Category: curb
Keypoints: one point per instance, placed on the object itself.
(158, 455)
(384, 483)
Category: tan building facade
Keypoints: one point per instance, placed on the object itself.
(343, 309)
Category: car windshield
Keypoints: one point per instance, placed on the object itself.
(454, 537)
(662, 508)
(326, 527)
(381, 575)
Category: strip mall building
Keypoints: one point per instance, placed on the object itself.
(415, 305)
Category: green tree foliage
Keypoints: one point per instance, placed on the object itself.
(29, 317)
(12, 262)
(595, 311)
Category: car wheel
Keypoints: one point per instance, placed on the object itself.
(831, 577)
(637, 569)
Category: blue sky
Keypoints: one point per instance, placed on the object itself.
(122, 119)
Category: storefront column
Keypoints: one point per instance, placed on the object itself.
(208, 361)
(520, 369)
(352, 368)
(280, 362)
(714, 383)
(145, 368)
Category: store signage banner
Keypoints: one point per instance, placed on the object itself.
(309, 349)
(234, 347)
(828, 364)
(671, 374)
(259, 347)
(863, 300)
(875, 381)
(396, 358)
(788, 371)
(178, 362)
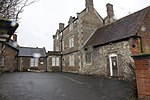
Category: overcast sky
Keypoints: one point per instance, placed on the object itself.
(40, 20)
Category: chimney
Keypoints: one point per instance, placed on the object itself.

##########

STATED EXERCISE »
Copy the records again from the line containing "Category: strip mall building" through the end of the records, including both ends and the requests. Add 73 to every coordinate value in the answers, and leave out the pictures.

RESPONSE TO THE TASK »
Category: strip mall building
Keypoints: one point per instance, placed on the object itself.
(488, 378)
Category: green tree foliage
Keypoints: one point per instance, placed on the object itself.
(102, 390)
(85, 335)
(668, 384)
Category: car wheel
Keypoints: one point per instance, placed on the object itself.
(904, 650)
(710, 642)
Category: blue sky
Keypoints: one point per instance, placed on the object itself.
(195, 192)
Category: storefront column
Keypoints: one point per instance, placed on the object itself.
(281, 434)
(593, 442)
(425, 441)
(353, 435)
(787, 456)
(218, 441)
Category: store signage banner
Keypoints: one point per instance, placed on the object itself.
(382, 422)
(307, 420)
(901, 437)
(744, 447)
(332, 420)
(936, 373)
(948, 454)
(469, 431)
(861, 444)
(251, 435)
Category: overcast sky
Keypoints: one point per instance, placed on the object itself.
(113, 93)
Category: chimney
Keypoints: one point per instance, placed on the object itself.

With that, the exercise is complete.